[Start of Recorded data]

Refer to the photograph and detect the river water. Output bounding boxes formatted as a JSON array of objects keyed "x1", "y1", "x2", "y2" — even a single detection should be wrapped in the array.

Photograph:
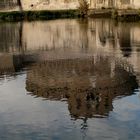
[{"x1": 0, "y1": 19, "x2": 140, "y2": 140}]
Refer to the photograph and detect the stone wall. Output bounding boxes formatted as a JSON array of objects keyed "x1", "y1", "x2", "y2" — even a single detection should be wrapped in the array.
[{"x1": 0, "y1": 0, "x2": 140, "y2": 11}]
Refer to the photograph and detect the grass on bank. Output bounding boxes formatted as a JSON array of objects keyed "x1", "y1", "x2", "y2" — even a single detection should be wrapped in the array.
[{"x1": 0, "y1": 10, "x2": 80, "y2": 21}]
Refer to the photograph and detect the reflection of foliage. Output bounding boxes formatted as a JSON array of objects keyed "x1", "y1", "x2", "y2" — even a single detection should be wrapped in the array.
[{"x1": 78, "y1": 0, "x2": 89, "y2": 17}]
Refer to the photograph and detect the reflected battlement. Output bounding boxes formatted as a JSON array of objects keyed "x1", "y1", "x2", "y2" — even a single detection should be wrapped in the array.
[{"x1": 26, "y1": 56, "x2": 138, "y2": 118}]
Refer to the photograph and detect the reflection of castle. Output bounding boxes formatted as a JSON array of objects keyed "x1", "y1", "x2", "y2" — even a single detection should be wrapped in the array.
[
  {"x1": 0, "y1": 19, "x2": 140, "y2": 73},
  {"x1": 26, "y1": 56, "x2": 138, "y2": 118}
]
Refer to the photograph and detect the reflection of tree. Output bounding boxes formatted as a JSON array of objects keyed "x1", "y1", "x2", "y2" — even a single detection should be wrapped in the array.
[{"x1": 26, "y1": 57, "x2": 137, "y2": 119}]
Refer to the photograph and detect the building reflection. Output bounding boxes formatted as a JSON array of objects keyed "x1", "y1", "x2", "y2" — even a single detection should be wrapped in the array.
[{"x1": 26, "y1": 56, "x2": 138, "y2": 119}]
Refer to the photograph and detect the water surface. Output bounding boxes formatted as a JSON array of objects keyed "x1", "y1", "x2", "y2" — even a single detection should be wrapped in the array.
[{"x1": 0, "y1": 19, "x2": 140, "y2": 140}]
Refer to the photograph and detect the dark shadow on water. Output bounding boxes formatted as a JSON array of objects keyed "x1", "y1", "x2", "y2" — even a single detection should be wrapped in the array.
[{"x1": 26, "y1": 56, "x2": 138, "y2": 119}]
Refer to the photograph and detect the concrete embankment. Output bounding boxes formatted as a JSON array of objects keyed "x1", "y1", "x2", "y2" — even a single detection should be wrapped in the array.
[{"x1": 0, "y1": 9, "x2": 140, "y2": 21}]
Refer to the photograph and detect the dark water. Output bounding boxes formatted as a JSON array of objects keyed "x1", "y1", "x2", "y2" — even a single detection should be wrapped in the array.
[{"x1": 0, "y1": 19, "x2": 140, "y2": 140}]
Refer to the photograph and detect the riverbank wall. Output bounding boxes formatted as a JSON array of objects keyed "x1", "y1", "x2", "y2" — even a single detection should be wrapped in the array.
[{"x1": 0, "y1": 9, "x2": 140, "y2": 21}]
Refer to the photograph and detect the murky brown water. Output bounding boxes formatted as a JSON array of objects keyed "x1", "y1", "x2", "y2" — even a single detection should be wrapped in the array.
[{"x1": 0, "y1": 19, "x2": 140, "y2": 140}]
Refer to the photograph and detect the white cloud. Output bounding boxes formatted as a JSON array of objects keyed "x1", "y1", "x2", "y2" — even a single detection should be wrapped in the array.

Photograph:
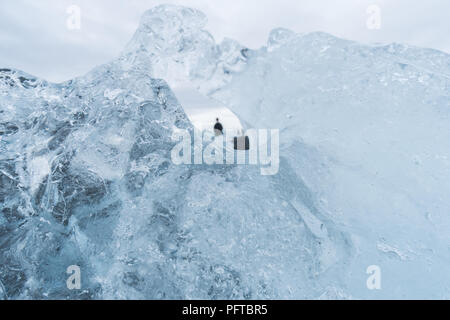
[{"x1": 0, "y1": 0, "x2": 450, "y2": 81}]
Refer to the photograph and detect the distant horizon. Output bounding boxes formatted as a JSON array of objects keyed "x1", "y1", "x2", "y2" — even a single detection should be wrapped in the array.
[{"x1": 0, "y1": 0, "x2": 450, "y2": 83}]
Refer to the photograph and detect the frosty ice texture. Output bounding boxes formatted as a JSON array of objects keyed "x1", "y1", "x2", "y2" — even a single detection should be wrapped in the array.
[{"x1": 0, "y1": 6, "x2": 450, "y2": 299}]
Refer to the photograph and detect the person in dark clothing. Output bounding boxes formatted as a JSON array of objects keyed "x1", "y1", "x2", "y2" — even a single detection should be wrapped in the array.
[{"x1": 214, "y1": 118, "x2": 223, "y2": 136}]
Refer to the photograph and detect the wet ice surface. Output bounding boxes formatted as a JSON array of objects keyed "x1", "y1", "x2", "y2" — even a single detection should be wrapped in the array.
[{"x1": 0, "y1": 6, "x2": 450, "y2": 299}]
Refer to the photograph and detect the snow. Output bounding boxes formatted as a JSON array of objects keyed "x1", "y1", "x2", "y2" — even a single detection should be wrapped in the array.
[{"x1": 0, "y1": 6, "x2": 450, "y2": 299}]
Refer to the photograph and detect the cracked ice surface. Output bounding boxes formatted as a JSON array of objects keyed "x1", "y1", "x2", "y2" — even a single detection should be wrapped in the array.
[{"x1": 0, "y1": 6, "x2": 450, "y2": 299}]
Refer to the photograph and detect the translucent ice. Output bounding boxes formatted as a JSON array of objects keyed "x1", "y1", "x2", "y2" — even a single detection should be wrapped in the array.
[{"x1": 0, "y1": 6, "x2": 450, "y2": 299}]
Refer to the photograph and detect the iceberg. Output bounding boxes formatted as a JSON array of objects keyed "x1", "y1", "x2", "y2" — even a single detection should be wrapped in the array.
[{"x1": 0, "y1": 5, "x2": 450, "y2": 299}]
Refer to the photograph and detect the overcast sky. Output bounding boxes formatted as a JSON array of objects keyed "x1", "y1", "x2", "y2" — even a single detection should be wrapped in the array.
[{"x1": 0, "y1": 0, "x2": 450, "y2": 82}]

[End of Recorded data]

*Stated problem*: Convert all of the entries above into a numbered list with one line per item. Omit blank lines and leave out the pictures.

*Solution for this exercise*:
1. Refer to the photograph and detect the river water. Output bounding boxes formatted as a JSON array of objects keyed "x1", "y1", "x2", "y2" — even a single detection should be wrapped in the array.
2. Photograph:
3. [{"x1": 0, "y1": 19, "x2": 140, "y2": 140}]
4. Refer to the photograph and detect the stone wall. Output bounding boxes formatted as a JSON array of objects keyed "x1", "y1", "x2", "y2" — even a single detection should be wrapped in the array.
5. [{"x1": 0, "y1": 0, "x2": 140, "y2": 11}]
6. Refer to the photograph and detect the grass on bank. Output bounding boxes formatted as a JSON array of objects keyed "x1", "y1", "x2", "y2" — even a single detection should be wrapped in the array.
7. [{"x1": 0, "y1": 10, "x2": 80, "y2": 21}]
8. Refer to the photograph and detect the reflection of foliage. Output bounding boxes formatted as a JSON array of objects keyed "x1", "y1", "x2", "y2" — even a single detection should be wrapped in the array.
9. [{"x1": 78, "y1": 0, "x2": 89, "y2": 17}]
10. Refer to the photograph and detect the reflected battlement. Output bounding boxes formatted as a JSON array of objects keyed "x1", "y1", "x2", "y2" — even a single detection should be wrapped in the array.
11. [{"x1": 26, "y1": 56, "x2": 138, "y2": 118}]
12. Refer to the photograph and detect the reflection of castle. Output bounding boxes formatted as a JSON array of objects keyed "x1", "y1", "x2", "y2" — even a single detection should be wrapped in the array.
13. [
14.   {"x1": 0, "y1": 19, "x2": 140, "y2": 73},
15.   {"x1": 26, "y1": 56, "x2": 138, "y2": 118}
16. ]
17. Refer to the photograph and detect the reflection of tree. Output bounding boxes formatted as a JSON array of objects keyed "x1", "y1", "x2", "y2" — even a single detection should be wrapped in the array.
18. [{"x1": 26, "y1": 57, "x2": 137, "y2": 119}]
19. Refer to the photograph and detect the building reflection. Output bounding boxes formatted as a JSON array of objects keyed "x1", "y1", "x2", "y2" — even a single detection should be wrapped in the array.
20. [{"x1": 26, "y1": 56, "x2": 138, "y2": 119}]
21. Refer to the photograph and detect the water surface. Output bounding boxes formatted as a JSON array of objects keyed "x1", "y1", "x2", "y2" — even a single detection should be wrapped in the array.
22. [{"x1": 0, "y1": 19, "x2": 140, "y2": 140}]
23. Refer to the photograph and detect the dark shadow on water. Output bounding boxes formatted as a JSON array of objects keyed "x1", "y1", "x2", "y2" — even a single detection should be wrapped in the array.
24. [{"x1": 26, "y1": 56, "x2": 138, "y2": 119}]
25. Refer to the photograph and detect the concrete embankment. Output bounding boxes formatted as a JSON array of objects keyed "x1", "y1", "x2", "y2" — even a single detection should be wrapped in the array.
26. [{"x1": 0, "y1": 9, "x2": 140, "y2": 21}]
27. Refer to the photograph and detect the dark water. Output bounding boxes formatted as a JSON array of objects keyed "x1", "y1", "x2", "y2" — even a single detection should be wrapped in the array.
28. [{"x1": 0, "y1": 19, "x2": 140, "y2": 140}]
29. Refer to the photograph and detect the riverbank wall. Output bounding boxes formatted as a JSON array of objects keyed "x1", "y1", "x2", "y2" — even a single detection should be wrapped in the array.
30. [{"x1": 0, "y1": 9, "x2": 140, "y2": 21}]
31. Refer to the photograph and detect the murky brown water. Output bounding boxes formatted as a JSON array of objects keyed "x1", "y1", "x2", "y2" — even a single detection should be wrapped in the array.
32. [{"x1": 0, "y1": 19, "x2": 140, "y2": 140}]
33. Refer to the photograph and detect the white cloud. Output bounding boxes formatted as a JSON array of objects keyed "x1", "y1", "x2", "y2" — even a single detection should be wrapped in the array.
34. Photograph:
35. [{"x1": 0, "y1": 0, "x2": 450, "y2": 81}]
36. Refer to the photograph and detect the distant horizon. Output bounding boxes formatted as a JSON array of objects keyed "x1", "y1", "x2", "y2" — even a single detection should be wrapped in the array.
37. [{"x1": 0, "y1": 0, "x2": 450, "y2": 83}]
38. Refer to the photograph and detect the frosty ice texture. Output bounding boxes formatted as a JSON array of objects keyed "x1", "y1", "x2", "y2" — even a single detection should be wrapped in the array.
39. [{"x1": 0, "y1": 6, "x2": 450, "y2": 299}]
40. Refer to the photograph and detect the person in dark clothing. Output bounding boxes formatted as a JSON array of objects keyed "x1", "y1", "x2", "y2" — even a single detection should be wrapped in the array.
41. [{"x1": 214, "y1": 118, "x2": 223, "y2": 136}]
42. Refer to the photograph and detect the wet ice surface. Output bounding boxes formatted as a JSON array of objects keyed "x1", "y1", "x2", "y2" — even a single detection should be wrapped in the array.
43. [{"x1": 0, "y1": 6, "x2": 450, "y2": 299}]
44. Refer to the photograph and detect the snow. Output bounding boxes formatted as a JSON array of objects keyed "x1", "y1", "x2", "y2" — even a single detection should be wrapped in the array.
45. [{"x1": 0, "y1": 6, "x2": 450, "y2": 299}]
46. Refer to the photograph and detect the cracked ice surface. Output bounding boxes formatted as a JSON array of objects keyed "x1", "y1", "x2", "y2" — even a single detection should be wrapped in the array.
47. [{"x1": 0, "y1": 6, "x2": 450, "y2": 299}]
48. Refer to the photograph and detect the translucent ice. Output bounding boxes formatted as a JSON array of objects keyed "x1", "y1", "x2", "y2" — even a single detection should be wrapped in the array.
49. [{"x1": 0, "y1": 6, "x2": 450, "y2": 299}]
50. Refer to the photograph and detect the iceberg. Output bounding boxes formatted as a JSON array of objects keyed "x1", "y1", "x2", "y2" — even a single detection should be wrapped in the array.
51. [{"x1": 0, "y1": 5, "x2": 450, "y2": 299}]
52. Refer to the photograph and detect the overcast sky. Output bounding boxes formatted as a JSON array of objects keyed "x1", "y1", "x2", "y2" — even a single detection should be wrapped in the array.
53. [{"x1": 0, "y1": 0, "x2": 450, "y2": 82}]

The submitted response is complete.